» **WHAT IS REQUIRED**:
Look for the string "black" in the material below. Copy every line where you find it.

.....

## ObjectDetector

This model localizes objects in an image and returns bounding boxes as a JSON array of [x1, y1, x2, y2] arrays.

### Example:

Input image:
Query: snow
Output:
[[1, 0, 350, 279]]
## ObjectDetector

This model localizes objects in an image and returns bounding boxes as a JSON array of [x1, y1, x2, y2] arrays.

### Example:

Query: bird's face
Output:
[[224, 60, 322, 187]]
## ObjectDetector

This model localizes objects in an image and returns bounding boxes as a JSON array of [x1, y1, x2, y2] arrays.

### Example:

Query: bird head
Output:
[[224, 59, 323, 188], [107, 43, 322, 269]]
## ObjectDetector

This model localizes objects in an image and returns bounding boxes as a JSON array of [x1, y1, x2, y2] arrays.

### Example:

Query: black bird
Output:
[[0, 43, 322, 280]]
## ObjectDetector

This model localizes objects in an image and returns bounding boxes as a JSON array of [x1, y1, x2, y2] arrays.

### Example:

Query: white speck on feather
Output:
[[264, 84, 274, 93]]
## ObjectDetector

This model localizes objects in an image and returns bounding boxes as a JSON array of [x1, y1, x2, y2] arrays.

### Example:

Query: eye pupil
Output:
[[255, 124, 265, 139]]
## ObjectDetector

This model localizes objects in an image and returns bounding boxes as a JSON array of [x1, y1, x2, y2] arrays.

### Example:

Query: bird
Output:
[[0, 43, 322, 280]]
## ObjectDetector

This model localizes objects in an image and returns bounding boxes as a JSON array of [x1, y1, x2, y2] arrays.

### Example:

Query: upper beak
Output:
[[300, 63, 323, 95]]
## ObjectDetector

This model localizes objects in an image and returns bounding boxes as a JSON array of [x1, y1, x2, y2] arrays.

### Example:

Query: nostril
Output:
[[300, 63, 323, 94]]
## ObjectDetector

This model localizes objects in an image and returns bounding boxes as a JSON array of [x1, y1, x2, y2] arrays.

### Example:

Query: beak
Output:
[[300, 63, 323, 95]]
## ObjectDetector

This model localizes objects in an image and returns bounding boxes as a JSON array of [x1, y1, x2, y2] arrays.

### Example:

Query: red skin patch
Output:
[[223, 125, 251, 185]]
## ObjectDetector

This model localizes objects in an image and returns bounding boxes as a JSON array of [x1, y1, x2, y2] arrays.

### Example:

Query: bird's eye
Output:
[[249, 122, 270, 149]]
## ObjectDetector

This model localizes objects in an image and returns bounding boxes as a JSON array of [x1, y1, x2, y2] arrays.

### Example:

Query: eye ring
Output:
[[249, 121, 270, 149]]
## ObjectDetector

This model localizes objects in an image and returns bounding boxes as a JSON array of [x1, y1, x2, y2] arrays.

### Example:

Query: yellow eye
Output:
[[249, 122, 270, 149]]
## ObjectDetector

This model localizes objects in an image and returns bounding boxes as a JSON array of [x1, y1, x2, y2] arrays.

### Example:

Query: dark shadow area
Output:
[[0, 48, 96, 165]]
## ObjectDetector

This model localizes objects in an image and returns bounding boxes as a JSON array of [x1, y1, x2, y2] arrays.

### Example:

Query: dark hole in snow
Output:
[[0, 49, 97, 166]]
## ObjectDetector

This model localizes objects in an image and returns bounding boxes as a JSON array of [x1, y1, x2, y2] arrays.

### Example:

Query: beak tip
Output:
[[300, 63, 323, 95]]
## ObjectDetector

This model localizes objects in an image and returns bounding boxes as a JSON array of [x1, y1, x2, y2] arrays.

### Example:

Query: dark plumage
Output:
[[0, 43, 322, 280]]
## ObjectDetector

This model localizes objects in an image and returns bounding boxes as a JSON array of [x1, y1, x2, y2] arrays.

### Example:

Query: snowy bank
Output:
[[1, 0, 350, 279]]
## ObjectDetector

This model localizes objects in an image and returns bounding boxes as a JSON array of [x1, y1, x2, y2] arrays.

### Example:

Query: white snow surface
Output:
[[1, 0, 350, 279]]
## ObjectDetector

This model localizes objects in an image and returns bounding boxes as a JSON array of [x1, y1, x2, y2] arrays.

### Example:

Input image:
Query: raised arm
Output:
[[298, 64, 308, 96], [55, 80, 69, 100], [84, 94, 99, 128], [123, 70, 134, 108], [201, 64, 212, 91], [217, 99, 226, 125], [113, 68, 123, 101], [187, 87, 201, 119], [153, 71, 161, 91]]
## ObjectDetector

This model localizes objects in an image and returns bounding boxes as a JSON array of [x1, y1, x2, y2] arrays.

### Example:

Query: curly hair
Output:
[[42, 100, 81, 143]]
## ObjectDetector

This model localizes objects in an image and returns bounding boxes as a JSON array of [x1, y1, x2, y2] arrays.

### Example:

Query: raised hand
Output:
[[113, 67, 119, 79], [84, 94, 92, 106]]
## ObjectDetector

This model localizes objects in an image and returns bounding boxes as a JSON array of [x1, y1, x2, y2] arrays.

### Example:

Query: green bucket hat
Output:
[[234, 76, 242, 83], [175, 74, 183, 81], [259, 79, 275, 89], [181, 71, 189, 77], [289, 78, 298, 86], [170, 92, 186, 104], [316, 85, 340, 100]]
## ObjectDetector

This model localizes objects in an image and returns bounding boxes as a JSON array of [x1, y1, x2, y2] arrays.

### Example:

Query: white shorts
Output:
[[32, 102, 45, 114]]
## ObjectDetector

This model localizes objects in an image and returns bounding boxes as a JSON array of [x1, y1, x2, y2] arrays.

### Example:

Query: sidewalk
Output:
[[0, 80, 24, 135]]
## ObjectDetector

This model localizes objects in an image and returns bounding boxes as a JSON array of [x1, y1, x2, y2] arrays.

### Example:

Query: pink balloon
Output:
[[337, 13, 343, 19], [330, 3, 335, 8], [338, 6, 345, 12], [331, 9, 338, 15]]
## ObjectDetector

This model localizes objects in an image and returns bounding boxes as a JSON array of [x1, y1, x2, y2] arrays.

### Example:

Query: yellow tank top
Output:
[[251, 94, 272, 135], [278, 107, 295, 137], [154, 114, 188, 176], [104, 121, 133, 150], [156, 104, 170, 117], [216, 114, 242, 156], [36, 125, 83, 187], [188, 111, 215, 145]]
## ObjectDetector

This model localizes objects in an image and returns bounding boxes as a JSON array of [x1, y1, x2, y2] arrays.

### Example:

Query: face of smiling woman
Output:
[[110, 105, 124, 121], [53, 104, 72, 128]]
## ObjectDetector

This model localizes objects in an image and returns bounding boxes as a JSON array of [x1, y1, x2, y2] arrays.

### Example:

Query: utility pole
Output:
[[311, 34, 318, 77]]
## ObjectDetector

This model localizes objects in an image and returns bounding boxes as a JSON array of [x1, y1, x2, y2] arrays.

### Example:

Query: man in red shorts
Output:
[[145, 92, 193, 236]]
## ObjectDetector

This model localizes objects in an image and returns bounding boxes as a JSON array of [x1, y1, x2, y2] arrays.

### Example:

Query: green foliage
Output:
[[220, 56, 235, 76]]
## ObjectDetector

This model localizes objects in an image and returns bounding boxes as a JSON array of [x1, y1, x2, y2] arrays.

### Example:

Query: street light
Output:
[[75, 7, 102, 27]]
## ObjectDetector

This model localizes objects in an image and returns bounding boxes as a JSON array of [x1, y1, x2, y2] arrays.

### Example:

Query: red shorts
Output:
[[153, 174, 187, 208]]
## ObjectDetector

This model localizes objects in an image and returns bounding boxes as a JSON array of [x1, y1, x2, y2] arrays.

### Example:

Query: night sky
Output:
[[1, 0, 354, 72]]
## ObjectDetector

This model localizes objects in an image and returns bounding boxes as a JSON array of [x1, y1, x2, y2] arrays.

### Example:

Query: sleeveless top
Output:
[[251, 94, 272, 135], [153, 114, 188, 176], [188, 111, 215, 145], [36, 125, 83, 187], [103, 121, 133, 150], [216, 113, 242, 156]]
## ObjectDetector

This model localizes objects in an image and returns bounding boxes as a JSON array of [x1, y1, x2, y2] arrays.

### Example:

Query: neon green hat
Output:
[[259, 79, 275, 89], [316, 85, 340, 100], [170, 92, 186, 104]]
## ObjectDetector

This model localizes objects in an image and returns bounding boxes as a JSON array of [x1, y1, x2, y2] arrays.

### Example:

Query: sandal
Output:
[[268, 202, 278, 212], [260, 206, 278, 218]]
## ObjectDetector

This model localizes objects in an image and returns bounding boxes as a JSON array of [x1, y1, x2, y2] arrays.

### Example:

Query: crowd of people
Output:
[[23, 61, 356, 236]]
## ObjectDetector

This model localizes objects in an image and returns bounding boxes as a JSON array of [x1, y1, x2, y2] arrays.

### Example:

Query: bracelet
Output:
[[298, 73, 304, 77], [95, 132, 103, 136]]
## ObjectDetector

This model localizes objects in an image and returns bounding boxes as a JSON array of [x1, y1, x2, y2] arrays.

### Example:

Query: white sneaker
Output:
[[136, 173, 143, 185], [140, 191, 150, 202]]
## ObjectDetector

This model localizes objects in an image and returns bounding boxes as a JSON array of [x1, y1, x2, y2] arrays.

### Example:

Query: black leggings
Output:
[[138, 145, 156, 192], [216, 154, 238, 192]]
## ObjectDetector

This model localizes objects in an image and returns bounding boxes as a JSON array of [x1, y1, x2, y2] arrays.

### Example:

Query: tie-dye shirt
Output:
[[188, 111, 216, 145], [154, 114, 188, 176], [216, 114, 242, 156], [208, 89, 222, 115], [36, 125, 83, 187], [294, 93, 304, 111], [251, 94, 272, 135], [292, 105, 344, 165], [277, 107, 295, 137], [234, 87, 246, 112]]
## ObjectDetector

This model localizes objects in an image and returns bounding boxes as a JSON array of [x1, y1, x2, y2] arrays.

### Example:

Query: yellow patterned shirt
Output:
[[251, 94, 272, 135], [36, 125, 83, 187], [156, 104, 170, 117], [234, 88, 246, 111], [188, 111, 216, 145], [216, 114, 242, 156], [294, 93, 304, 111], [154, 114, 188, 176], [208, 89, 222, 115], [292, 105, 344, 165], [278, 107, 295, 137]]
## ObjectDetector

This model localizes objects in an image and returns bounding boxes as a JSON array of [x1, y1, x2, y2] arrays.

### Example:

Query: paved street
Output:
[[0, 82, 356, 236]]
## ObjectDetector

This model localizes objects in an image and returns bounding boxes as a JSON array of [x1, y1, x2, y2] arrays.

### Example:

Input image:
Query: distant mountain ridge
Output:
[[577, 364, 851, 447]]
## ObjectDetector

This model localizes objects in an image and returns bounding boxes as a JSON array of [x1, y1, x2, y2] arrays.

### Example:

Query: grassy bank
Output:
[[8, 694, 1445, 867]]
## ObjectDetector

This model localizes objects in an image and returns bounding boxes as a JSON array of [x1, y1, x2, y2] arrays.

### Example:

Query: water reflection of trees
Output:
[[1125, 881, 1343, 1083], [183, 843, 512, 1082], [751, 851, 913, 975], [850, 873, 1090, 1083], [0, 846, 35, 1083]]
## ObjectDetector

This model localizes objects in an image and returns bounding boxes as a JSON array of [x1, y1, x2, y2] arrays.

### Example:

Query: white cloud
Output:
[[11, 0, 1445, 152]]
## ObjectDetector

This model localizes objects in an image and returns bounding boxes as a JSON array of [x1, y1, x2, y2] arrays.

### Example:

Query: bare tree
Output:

.....

» **SOLUTION**:
Query: black bird
Query: black leggings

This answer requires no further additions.